### DOCUMENT EXTRACT
::::::::::
I have no real point of reference here, other than what few specs are provided for each product. But I'm curious about actual performance and/or any benefit of one cable over the other:
The standard cable that comes with the Mangird Tea IEMs [8-core OCC]
Drop's 2-Pin IEM premium cable [premium 0.3 ohm braided copper]

I purchased the Mangird Tea IEMs first, and to me it looked like it came with a pretty decent cable. Much beefier than any of the other (cheap-o) IEMs that I have used before, even bulkier (with more braids) than what came with my Auclair custom IEMs.
But as I skimmed through some commentary here and there, I was reading that the Mangird cable was 'crap,' or that it was 'cheap and should be replaced.' So with that I decided that I would try the first step with an affordable upgrade to the Drop premium copper cable. Now that I have received the Drop cable, it would appear to me that the Mangird cable is still more substantial, but I have no idea about how to judge the comparison of materials, which I'm sure is what makes ALL the difference.
::::::::::
### DATASET EXCERPTS
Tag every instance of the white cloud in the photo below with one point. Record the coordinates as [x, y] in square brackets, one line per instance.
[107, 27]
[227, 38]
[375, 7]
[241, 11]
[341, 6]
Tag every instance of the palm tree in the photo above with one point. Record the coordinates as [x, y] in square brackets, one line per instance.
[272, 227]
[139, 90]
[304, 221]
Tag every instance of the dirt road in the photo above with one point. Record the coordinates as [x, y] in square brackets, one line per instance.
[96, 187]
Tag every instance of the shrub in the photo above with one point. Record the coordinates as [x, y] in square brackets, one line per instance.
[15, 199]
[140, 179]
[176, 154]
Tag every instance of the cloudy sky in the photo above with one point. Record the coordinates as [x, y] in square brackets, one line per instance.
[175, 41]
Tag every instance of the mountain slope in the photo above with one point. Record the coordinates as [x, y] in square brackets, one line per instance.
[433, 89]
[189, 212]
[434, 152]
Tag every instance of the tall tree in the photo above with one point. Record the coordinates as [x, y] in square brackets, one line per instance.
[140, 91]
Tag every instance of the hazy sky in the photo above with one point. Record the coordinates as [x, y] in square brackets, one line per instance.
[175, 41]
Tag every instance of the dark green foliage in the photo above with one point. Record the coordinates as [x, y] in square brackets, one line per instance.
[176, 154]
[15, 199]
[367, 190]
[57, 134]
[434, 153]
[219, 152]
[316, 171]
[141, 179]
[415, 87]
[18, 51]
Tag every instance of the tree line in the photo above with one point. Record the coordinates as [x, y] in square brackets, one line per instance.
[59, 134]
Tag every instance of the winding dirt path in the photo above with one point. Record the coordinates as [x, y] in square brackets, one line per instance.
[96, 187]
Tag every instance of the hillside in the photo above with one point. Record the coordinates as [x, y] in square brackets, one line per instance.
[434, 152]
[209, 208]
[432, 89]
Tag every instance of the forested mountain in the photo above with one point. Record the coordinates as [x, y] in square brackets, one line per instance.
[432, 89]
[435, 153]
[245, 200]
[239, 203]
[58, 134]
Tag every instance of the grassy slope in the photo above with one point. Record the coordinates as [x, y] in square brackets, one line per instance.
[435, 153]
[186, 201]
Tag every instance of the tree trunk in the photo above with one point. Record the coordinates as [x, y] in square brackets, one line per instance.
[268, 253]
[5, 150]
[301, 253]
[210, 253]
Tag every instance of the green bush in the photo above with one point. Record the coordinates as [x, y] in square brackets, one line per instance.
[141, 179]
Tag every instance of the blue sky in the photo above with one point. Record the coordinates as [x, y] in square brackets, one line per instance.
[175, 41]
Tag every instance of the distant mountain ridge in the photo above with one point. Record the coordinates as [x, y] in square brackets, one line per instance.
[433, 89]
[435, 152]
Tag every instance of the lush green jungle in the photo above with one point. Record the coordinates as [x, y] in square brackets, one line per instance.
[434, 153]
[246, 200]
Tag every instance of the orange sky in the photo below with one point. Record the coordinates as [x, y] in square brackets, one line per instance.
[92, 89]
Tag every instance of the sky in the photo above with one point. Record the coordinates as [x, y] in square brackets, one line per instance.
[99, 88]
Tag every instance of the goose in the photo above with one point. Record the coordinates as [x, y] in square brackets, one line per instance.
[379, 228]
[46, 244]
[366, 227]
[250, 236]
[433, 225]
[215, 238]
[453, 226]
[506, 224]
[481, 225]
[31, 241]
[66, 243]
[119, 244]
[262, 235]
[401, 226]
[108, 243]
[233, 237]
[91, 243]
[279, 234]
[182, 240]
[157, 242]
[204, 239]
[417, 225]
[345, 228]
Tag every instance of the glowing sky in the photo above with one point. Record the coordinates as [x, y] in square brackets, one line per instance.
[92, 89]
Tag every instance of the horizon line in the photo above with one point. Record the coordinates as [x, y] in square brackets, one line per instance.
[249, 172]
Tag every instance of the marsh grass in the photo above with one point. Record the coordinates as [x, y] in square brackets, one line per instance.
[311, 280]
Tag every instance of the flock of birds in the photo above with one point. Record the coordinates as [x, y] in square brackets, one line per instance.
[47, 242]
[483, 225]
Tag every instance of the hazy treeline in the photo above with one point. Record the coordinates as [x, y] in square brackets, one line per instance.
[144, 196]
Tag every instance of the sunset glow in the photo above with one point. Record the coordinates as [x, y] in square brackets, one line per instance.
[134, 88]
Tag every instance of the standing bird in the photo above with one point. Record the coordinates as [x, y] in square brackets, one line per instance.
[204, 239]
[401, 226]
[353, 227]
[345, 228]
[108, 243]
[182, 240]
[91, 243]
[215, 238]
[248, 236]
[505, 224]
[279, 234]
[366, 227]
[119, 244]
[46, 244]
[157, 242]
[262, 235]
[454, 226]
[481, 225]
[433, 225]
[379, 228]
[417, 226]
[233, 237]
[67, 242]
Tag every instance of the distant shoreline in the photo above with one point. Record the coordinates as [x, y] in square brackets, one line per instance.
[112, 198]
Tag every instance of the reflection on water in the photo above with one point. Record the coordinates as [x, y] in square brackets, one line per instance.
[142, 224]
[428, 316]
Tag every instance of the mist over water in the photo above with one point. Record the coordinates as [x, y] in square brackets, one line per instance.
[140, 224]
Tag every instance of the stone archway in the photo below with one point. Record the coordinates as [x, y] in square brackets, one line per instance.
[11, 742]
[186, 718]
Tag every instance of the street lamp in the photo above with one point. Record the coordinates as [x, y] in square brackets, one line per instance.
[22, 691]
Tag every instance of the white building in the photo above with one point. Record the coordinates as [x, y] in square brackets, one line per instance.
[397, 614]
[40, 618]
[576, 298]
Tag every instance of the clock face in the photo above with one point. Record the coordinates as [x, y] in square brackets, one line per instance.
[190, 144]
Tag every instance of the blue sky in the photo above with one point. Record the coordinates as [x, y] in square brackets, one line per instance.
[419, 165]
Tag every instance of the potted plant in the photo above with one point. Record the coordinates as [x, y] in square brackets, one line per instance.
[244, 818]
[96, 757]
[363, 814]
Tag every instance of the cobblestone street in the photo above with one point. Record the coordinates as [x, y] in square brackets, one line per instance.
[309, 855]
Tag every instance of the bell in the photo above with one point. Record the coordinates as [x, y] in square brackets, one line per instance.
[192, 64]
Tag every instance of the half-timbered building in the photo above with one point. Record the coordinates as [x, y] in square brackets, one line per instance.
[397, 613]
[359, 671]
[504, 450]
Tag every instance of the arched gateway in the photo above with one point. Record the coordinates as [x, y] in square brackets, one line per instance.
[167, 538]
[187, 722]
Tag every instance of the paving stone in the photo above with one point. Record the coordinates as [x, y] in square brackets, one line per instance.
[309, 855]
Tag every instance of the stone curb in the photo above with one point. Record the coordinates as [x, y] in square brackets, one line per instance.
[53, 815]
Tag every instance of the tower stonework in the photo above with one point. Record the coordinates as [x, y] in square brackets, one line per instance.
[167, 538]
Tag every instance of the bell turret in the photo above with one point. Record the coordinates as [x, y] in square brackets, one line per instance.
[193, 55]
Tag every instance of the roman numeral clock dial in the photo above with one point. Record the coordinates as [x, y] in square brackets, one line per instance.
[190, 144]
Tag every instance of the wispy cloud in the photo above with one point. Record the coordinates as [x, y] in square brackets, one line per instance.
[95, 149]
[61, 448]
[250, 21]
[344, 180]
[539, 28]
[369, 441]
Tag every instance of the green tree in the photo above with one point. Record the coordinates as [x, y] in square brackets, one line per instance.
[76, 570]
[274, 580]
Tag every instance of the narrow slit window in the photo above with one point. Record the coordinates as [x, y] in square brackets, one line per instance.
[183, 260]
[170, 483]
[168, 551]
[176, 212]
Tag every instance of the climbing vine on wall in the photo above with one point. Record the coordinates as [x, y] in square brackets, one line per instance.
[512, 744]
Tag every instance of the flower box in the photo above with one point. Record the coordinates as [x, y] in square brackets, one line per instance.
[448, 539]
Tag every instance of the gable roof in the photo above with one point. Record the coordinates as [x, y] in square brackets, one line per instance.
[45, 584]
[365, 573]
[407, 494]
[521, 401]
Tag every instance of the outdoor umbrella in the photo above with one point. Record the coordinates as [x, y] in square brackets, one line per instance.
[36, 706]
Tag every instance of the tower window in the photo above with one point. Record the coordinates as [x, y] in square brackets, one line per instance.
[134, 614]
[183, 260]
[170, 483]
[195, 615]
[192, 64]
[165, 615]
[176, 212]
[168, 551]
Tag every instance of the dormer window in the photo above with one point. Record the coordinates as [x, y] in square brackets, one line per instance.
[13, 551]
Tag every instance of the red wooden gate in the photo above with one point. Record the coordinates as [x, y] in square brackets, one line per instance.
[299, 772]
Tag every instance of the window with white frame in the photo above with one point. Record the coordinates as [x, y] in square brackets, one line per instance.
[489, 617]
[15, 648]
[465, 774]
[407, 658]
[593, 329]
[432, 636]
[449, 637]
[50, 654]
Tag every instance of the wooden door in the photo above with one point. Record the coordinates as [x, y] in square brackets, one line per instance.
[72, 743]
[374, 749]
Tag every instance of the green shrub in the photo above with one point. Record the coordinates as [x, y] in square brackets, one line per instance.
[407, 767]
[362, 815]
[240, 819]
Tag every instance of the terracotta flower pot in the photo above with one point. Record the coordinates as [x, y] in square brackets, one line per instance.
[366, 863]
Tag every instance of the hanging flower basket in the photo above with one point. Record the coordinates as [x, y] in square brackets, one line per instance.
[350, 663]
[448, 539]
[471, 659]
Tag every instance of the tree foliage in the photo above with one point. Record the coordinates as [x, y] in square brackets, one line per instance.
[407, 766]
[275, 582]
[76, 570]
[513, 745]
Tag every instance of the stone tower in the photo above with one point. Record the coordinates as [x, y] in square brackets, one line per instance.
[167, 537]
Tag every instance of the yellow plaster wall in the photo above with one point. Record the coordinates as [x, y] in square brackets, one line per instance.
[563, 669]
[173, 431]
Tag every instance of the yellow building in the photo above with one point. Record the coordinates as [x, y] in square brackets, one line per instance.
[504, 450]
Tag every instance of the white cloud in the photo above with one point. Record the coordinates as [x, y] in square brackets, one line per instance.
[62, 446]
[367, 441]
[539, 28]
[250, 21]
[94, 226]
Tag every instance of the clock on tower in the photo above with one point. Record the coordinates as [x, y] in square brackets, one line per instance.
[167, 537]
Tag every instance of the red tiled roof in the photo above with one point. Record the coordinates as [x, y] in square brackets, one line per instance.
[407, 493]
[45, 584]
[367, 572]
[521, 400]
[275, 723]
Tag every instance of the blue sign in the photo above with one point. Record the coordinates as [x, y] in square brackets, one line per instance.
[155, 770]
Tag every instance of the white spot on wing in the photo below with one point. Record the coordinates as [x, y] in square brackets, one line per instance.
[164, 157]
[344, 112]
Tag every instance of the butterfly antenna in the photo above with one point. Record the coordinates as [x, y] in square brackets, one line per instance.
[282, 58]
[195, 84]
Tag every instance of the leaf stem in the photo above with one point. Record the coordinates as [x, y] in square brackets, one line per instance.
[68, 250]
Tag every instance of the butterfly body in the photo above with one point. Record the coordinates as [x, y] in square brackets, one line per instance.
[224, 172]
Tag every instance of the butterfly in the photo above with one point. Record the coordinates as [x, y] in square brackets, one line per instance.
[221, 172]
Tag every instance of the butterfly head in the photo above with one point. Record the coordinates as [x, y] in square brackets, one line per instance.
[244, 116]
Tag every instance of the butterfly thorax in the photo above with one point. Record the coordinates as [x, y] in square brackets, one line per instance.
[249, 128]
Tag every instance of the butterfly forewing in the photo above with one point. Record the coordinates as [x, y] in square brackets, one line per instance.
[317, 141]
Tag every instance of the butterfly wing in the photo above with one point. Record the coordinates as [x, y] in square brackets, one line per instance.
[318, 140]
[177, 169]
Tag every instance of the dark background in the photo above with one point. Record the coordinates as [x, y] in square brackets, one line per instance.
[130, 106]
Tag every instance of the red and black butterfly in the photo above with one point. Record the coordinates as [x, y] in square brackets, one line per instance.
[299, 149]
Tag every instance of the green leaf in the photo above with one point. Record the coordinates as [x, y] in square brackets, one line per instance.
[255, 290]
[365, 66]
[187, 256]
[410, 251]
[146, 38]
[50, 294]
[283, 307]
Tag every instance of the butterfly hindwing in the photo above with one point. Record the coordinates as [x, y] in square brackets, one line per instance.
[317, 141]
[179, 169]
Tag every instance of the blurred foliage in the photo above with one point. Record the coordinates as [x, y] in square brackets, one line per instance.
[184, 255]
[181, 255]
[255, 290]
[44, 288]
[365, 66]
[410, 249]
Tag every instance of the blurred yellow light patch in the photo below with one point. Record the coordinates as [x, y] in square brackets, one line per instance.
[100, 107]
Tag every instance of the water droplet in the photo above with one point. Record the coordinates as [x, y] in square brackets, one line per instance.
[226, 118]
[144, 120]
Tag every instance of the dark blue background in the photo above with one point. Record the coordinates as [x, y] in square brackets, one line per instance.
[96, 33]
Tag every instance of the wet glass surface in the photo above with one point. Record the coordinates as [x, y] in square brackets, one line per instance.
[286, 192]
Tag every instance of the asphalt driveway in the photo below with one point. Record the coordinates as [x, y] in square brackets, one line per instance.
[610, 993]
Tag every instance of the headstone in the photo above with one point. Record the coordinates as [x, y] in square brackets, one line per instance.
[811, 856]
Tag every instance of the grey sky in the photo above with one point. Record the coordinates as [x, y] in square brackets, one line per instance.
::::::::::
### WHAT YOU WILL DO
1 - Can you quote the part of the IEM cable post that opens with the words containing "I purchased the" and closes with "Auclair custom IEMs."?
2 - Could you continue the IEM cable post from where it stops?
The rows have no connection to the IEM cable post.

### ANSWERS IN ORDER
1 -
I purchased the Mangird Tea IEMs first, and to me it looked like it came with a pretty decent cable. Much beefier than any of the other (cheap-o) IEMs that I have used before, even bulkier (with more braids) than what came with my Auclair custom IEMs.

2 -
So my question is:
Can anyone provide more information about what the specs mean
or how they would compare performance wise?
When I first swapped the cables I thought that I was actually a little less high end through the Drop cable, but it's tough to compare with my untrained ears, and no equipment.

Aug 14, 2021
I own the Mangird Tea as well as many other IEM's. Some things that I've learned over the years:
  1. When you get a new IEM, live with the stock cable for a while. Trust that the product was tuned with the cable supplied.
  2. I generally prefer a single crystal, pure copper cable as they tend to offer a warmer presentation that a lot of IEM's benefit from. This is not the case with the Mangird Tea as it's already on the warm side of neutral. It works better with a silver or silver coated copper wire which gives more energy to the treble. The stock cable is going to work better than the Drop cable & you got exactly the result I would've expected!
  3. There is no consistent correlation between price & cable quality.
So my recommendation would be to leave the stock cable on the Mangird Tea alone. The only issue I have with it is from a comfort level as it doesn't wrap comfortably over my ears. It is not a crap cable & performs admirably.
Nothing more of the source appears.